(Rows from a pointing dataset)
..............................

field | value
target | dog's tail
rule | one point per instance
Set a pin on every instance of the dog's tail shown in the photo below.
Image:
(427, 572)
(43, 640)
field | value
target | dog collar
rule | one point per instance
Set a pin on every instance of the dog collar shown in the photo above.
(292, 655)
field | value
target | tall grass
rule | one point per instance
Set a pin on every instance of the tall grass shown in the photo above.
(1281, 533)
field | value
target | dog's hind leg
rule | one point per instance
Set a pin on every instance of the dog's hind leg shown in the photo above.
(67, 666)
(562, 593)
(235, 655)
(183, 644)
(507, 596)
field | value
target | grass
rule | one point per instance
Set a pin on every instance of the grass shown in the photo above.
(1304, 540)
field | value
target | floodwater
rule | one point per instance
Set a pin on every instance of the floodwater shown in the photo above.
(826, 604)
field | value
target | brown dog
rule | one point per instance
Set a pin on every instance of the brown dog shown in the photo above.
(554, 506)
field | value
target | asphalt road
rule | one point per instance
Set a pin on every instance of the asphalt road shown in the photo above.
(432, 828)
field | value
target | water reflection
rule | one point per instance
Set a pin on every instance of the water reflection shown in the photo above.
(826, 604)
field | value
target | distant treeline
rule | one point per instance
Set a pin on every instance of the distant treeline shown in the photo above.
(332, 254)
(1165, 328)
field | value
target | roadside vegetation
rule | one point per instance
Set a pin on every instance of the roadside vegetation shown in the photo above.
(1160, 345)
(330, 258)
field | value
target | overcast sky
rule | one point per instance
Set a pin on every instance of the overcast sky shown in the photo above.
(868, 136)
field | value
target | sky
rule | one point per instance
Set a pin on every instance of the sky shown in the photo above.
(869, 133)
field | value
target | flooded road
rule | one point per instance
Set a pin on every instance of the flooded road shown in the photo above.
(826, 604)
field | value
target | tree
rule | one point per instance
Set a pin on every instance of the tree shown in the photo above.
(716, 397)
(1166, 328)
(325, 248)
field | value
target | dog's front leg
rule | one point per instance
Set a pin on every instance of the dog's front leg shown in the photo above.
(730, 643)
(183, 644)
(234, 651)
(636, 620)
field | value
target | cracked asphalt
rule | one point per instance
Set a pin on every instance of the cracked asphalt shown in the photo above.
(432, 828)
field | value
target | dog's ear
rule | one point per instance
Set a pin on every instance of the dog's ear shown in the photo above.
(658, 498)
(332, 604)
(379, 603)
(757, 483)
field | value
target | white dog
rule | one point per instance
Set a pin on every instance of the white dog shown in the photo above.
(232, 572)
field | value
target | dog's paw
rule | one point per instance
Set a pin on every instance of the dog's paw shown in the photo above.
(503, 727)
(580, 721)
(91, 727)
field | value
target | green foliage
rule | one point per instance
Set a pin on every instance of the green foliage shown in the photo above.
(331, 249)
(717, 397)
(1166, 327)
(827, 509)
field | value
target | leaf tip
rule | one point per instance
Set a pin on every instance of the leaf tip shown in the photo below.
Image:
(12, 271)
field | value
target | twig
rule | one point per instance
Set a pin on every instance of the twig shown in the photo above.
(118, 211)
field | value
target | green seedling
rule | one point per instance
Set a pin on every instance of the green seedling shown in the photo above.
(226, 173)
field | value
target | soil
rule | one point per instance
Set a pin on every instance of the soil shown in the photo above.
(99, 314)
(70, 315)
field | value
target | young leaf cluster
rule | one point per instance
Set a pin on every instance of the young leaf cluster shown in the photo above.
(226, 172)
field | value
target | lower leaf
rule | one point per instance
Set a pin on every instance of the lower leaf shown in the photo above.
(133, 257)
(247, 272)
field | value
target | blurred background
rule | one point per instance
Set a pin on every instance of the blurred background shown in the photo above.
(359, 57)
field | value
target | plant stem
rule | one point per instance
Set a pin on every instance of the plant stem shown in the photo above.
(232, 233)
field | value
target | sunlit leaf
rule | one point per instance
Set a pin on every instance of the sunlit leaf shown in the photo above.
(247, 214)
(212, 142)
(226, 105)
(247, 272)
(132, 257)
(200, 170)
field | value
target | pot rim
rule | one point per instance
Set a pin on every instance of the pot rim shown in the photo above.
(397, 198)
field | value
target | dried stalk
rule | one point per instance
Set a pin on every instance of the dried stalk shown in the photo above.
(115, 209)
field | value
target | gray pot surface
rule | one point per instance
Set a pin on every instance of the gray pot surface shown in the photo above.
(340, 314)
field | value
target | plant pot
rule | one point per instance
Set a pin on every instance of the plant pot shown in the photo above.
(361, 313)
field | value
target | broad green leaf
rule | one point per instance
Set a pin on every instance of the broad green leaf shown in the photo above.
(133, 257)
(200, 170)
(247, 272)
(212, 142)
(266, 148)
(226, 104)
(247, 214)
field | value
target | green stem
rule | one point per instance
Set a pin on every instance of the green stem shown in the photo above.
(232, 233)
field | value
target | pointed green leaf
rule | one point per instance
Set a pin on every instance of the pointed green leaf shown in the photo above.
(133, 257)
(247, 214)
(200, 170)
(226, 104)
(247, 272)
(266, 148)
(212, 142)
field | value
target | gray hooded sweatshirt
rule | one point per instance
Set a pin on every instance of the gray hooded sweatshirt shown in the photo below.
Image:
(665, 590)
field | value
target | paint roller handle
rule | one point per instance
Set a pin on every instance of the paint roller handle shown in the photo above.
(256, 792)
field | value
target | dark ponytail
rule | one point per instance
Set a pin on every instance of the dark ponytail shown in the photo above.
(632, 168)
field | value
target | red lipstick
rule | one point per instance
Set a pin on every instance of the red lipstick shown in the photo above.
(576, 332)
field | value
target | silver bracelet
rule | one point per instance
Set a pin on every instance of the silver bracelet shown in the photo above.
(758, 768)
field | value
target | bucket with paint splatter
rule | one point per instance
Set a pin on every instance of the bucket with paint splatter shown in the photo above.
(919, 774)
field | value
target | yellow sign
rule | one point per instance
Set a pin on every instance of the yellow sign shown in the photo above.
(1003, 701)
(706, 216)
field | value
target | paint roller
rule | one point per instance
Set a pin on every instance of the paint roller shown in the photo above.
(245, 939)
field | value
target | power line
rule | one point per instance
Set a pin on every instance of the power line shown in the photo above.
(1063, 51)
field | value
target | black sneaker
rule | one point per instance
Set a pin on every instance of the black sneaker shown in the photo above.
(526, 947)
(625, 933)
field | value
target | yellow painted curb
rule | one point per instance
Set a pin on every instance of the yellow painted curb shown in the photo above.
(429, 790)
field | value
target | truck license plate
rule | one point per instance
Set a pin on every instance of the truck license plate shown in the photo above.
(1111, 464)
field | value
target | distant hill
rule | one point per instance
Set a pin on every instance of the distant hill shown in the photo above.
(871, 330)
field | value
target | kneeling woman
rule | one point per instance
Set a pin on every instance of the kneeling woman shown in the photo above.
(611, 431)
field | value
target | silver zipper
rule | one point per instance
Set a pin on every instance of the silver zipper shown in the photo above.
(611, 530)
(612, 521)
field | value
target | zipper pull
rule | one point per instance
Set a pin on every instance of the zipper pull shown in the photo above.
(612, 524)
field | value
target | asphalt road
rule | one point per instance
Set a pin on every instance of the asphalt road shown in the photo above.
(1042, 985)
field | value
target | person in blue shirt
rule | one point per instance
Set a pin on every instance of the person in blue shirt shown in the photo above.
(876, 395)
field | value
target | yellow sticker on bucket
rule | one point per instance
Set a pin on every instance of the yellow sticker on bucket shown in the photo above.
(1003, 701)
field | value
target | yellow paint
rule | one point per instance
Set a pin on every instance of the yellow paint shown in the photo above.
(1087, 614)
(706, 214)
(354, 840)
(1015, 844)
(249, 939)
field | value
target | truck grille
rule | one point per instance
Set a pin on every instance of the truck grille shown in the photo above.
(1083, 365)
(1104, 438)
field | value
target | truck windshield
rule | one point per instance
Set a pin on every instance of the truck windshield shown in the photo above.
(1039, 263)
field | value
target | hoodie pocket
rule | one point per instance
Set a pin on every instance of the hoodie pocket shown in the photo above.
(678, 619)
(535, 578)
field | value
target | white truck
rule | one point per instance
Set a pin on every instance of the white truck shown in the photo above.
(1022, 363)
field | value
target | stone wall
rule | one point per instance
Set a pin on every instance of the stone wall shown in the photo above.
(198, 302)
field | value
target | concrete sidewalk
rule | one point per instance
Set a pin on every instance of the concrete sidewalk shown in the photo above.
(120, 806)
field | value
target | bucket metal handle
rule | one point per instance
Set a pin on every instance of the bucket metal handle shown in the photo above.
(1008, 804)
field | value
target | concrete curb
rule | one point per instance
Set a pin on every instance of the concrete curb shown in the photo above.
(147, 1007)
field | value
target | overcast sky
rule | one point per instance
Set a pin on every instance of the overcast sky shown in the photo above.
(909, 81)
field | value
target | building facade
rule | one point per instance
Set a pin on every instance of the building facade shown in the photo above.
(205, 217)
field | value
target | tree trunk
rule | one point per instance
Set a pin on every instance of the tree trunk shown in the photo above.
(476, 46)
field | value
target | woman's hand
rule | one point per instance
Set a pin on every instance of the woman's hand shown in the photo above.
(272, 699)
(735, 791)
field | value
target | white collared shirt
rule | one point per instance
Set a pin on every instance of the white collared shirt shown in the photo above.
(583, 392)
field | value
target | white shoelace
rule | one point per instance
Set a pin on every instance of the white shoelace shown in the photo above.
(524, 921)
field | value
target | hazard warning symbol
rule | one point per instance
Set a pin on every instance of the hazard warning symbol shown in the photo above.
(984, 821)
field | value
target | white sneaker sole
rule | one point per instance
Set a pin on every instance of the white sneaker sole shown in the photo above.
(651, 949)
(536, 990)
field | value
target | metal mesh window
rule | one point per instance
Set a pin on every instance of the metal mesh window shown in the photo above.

..............................

**WHAT TO WORK ON**
Retype the lines with no changes, starting at the first line and ending at the line that contains "(1281, 533)".

**SOLUTION FOR THIS TASK**
field | value
target | dog's tail
rule | one point per instance
Set a pin on every instance of the dog's tail shown in the photo below.
Image:
(427, 572)
(43, 640)
field | value
target | dog collar
rule | one point per instance
Set a pin on every instance of the dog collar shown in the photo above.
(292, 655)
field | value
target | tall grass
rule | one point per instance
Set a pin on every instance of the tall grass shown in the photo above.
(1281, 533)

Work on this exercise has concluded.